# start of Entries

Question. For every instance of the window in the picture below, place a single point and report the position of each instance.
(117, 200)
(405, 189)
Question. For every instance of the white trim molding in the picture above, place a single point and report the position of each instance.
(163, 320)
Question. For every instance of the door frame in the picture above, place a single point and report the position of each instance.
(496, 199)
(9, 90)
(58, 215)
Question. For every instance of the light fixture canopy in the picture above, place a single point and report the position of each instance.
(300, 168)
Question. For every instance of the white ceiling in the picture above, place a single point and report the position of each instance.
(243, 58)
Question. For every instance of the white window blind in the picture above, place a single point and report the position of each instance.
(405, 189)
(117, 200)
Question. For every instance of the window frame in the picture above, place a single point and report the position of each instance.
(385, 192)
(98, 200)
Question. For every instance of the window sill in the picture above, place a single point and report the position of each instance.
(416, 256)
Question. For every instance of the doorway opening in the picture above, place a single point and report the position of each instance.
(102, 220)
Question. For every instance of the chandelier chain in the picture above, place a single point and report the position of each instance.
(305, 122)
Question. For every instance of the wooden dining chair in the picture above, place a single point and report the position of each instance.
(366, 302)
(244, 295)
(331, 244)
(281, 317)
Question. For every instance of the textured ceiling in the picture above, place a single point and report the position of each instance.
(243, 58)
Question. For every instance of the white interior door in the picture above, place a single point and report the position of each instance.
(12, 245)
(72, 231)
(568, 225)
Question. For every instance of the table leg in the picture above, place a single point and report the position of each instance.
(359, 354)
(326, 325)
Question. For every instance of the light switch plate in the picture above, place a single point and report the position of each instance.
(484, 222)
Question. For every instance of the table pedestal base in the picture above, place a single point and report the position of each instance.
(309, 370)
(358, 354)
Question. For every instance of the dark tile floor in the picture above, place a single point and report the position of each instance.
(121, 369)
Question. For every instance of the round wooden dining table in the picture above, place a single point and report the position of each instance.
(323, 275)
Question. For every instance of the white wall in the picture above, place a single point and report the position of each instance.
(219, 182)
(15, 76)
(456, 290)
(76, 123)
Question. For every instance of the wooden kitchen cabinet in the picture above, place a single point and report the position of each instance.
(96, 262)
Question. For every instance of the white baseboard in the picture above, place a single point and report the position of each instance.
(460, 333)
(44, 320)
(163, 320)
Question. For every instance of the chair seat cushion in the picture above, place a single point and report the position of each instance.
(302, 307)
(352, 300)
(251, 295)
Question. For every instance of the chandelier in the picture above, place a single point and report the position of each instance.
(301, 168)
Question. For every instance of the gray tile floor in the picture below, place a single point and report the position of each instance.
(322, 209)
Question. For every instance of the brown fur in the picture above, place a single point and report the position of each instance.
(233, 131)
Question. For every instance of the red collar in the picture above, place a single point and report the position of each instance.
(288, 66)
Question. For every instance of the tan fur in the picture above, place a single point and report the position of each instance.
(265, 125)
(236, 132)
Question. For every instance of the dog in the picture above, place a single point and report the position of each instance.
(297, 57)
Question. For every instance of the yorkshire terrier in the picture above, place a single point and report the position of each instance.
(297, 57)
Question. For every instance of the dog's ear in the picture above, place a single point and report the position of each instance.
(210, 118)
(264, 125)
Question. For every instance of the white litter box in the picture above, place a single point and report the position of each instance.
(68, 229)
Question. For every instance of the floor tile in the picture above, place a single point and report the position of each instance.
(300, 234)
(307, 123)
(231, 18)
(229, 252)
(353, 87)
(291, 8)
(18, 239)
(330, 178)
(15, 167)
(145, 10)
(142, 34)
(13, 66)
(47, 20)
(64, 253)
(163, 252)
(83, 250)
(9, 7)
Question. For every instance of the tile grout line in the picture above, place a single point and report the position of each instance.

# end of Entries

Work to complete: Reproduce all of the material above word for word, keeping every line unchanged and in the same order.

Finished answer:
Question. For every instance of the window in the picture below, place a single point and report the position of each instance.
(117, 200)
(405, 189)
Question. For every instance of the white trim molding in the picture above, place a single point and report the position of each instance.
(163, 320)
Question. For every instance of the door frame in the picture above, place a single point and report the position of each instance.
(496, 199)
(9, 90)
(58, 215)
Question. For every instance of the light fixture canopy in the picture above, place a single point and report the position of each instance.
(300, 168)
Question. For every instance of the white ceiling in the picture above, place a single point and report the position of each instance.
(243, 58)
Question. For every instance of the white window blind in the picture above, place a single point and report the position of each instance.
(405, 189)
(117, 200)
Question. For every instance of the window frame in the picture above, place a single point and report the position of each instance.
(385, 192)
(98, 200)
Question. For every instance of the window sill in the picture above, place a single point and report the position of each instance.
(416, 256)
Question. For every instance of the doorway opening in the picture above, place a single point and report the position of each instance.
(102, 220)
Question. For every instance of the chandelier chain in the picture above, place a single point and report the position of each instance.
(305, 122)
Question. For every instance of the wooden dining chair in the picture above, place a single point and report the position of each instance.
(366, 302)
(244, 295)
(331, 244)
(281, 317)
Question. For every instance of the textured ceiling in the picture above, place a single point and report the position of each instance.
(243, 58)
Question. For every instance of the white interior door in the picture above, place a single point and report the position of each instance.
(12, 245)
(72, 231)
(568, 225)
Question. For every instance of the table leg in the picture above, place a single point and report the position of each instance.
(359, 354)
(326, 325)
Question. For every instance of the light switch plate in the picture above, place a single point and report the position of each instance.
(484, 222)
Question. For every instance of the table pedestal base in the picture above, place a single point and report the position of each instance.
(309, 370)
(358, 354)
Question. For every instance of the dark tile floor in the picture above, place a single point and report the position of each instance.
(121, 369)
Question. For every instance of the round wooden dining table in the picture above, place a single point and report the position of each instance.
(323, 275)
Question. For every instance of the white wall in the picture above, place a single point and report the position of each instance.
(219, 182)
(15, 76)
(456, 290)
(76, 123)
Question. For every instance of the wooden kitchen cabinet in the picture above, place a single point and report the position of each instance.
(96, 262)
Question. For every instance of the white baseboard in the picture above, place a single point and report the position of each instance.
(460, 333)
(44, 320)
(163, 320)
Question. For every instance of the chair seat cushion in the picture above, place a single point and report the position of each instance.
(302, 307)
(352, 300)
(251, 295)
Question. For every instance of the chandelier in the picture above, place a single point and report the position of each instance.
(301, 168)
Question. For every instance of the gray tile floor in the picture below, place a single point and report the position of each instance.
(322, 209)
Question. For every instance of the brown fur in the picture above, place a single point and report the position of each instance.
(233, 131)
Question. For every instance of the red collar in the picture above, place a single point and report the position of each instance.
(288, 66)
Question. For every instance of the tan fur in the picture above, place a single point and report the position of each instance.
(265, 125)
(236, 132)
Question. For every instance of the dog in the picture above, place a single point and report the position of each instance.
(297, 57)
Question. For every instance of the yorkshire terrier in the picture above, place a single point and report the position of each instance.
(297, 57)
Question. For every instance of the dog's ear in the picture above, place a single point and report the position of each instance.
(210, 118)
(264, 125)
Question. For every instance of the white litter box in the picture above, place a single point and report the position of each instance.
(68, 229)
Question. For every instance of the floor tile in the picture above, place a single point and report the position of each instance.
(300, 234)
(307, 123)
(231, 18)
(229, 252)
(353, 87)
(291, 8)
(18, 239)
(330, 178)
(15, 167)
(145, 10)
(142, 34)
(13, 66)
(47, 20)
(64, 253)
(163, 252)
(83, 250)
(9, 7)
Question. For every instance of the tile grout line in the picture above, place a single point and report the position of each instance.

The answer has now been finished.